» **TEXT SEGMENT**

Then, edit /etc/my.cnf (or one’s configuration file of MariaDB/MySQL) if having need to optimize the database. For example:

[mysqld]
max_allowed_packet=1024M

(Setting max_allowed_packet to be 1024MB is recommended)

To connect to MariaDB/MySQL, one needs mysqlclient or mysql-connector package.

with mysqlclient

This is the recommended way to connect MariaDB/MySQL currently.

If one wants to use mysqlclient (whose python module is called MySQLdb) to access to MariaDB/MySQL, pip install mysqlclient under the virtual environment of Harvester:

$ pip install mysqlclient

Note that since mysqlclient requires compilation from MySQL lib, one may need to install additional package in advance: yum install mysql-devel or yum install MariaDB-devel MariaDB-shared (For el9 or above, replace yum with dnf)

And the following parameters are required in local configuration file:

[db]

# engine sqlite or mariadb
engine = mariadb

# use MySQLdb for mariadb access
useMySQLdb = True

# user name
user = harvester

# password
password = FIXME

# schema
schema = HARVESTER

where engine = mariadb , useMySQLdb = True, and password should be changed according to the password set here.

with mysql-connector

Harvester uses mysql-connector by default to access to MariaDB. However, it is NOT recommended now to use mysql-connector now.

If one wants to use mysql-connector to access to MariaDB/MySQL, pip install mysql-connector-python under the virtual environment of Harvester:

$ pip install mysql-connector-python<=8.0.11

Warning: It was tested that mysql-connector-python 8.0.12 does not work!

» **WHAT YOU NEED TO DO**
Write out the passage of the MariaDB/MySQL setup text from "with mysqlclient" up to and including "yum with dnf)", unchanged.

» **DATASET EXCERPT**
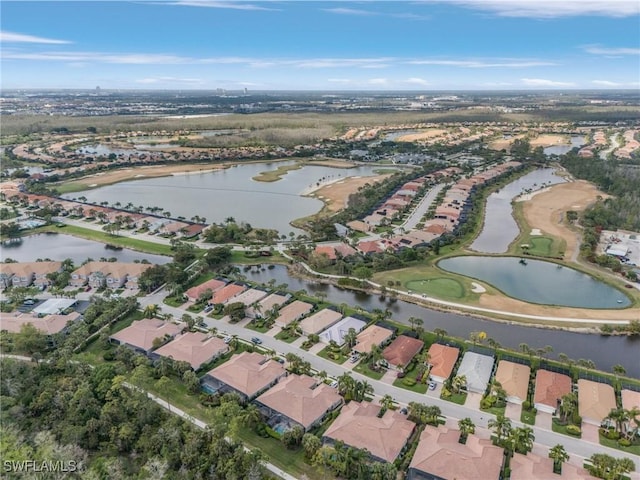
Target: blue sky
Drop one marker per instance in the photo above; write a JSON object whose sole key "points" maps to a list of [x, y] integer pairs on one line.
{"points": [[297, 45]]}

» **TASK SOLUTION**
with mysqlclient

This is the recommended way to connect MariaDB/MySQL currently.

If one wants to use mysqlclient (whose python module is called MySQLdb) to access to MariaDB/MySQL, pip install mysqlclient under the virtual environment of Harvester:

$ pip install mysqlclient

Note that since mysqlclient requires compilation from MySQL lib, one may need to install additional package in advance: yum install mysql-devel or yum install MariaDB-devel MariaDB-shared (For el9 or above, replace yum with dnf)